*AUSZUFÜHRENDE AUFGABE:* Prüfe, ob die folgenden Aussagen mit dem Text über den polnischen Bürgerrechtskommissar übereinstimmen, und beantworte jede mit Ja oder Nein samt den entscheidenden Worten des Textes als wörtlichem Zitat. (a) Bodnar ist 44 Jahre alt. (b) Der RPO kann Gesetze beim Verfassungsgericht anfechten. (c) Der Ministerpräsident muss dem RPO nicht antworten.

*DOKUMENTTEXT:*
::::::::::
Rechtswidrige Einsätze von Anti-Terror-Einheiten gegen protestierende Frauen. Die illegale Festnahme eines oppositionellen Rechtsanwalts. Hassprovozierende Tweets des parteikontrollierten Staatsfernsehens gegen die Opposition: Polens Bürgerrechtskommissar Adam Bodnar hat jede Menge zu tun. Dabei sollte er schon seit Monaten nicht mehr im Amt sein.

Der 44 Jahre alte Bodnar, dessen Amt in Polen "Sprecher für Bürgerrechte" (Rzecznik Praw Obywatelskich, RPO) heißt, leitet ein Verfassungsorgan mit Hunderten Mitarbeitern und hütet "alle Rechte und Freiheiten der Menschen und Staatsbürger" gegen die Regierung. Bodnar, habilitierter Verfassungsrechtler und früher Führungsmitglied der Helsinki-Stiftung für Menschenrechte, interveniert im Namen der Bürger bei starren Verwaltungen und Ministerien. Alle Behörden bis hinauf zum Ministerpräsidenten müssen dem RPO antworten, der zudem jedes Gesetz beim Verfassungsgericht anfechten kann.
::::::::::
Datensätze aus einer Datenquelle

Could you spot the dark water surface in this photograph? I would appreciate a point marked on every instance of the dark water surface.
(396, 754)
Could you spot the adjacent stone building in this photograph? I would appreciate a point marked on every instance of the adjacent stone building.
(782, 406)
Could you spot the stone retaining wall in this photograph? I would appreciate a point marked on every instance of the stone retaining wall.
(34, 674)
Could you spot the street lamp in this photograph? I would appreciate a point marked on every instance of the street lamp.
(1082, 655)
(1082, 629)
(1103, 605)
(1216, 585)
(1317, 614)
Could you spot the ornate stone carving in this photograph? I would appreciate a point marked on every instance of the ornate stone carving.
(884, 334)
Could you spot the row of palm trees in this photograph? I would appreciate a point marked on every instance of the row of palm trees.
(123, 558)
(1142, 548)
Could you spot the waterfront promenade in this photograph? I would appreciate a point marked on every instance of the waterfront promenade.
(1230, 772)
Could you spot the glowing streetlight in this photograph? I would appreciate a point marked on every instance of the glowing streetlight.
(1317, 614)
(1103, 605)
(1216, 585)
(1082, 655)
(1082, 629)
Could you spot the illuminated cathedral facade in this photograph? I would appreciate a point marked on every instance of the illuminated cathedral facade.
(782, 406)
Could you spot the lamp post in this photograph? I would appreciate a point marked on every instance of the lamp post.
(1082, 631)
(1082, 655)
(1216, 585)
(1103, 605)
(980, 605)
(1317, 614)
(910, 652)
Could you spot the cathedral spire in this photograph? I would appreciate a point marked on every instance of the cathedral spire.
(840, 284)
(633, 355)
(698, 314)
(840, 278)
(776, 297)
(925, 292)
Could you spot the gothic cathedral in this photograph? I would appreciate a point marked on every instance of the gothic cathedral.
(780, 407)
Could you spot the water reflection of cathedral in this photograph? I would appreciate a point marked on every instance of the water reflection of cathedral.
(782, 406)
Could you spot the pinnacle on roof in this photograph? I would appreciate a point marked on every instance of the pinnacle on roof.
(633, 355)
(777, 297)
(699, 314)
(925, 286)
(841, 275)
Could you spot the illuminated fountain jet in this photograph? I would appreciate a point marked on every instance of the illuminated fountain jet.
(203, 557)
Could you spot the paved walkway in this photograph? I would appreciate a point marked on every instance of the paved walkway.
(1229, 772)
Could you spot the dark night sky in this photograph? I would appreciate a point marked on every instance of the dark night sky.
::::::::::
*ANTWORTBEREICH:*
(a) Ja: „Der 44 Jahre alte Bodnar“
(b) Ja: „der zudem jedes Gesetz beim Verfassungsgericht anfechten kann“
(c) Nein: „Alle Behörden bis hinauf zum Ministerpräsidenten müssen dem RPO antworten“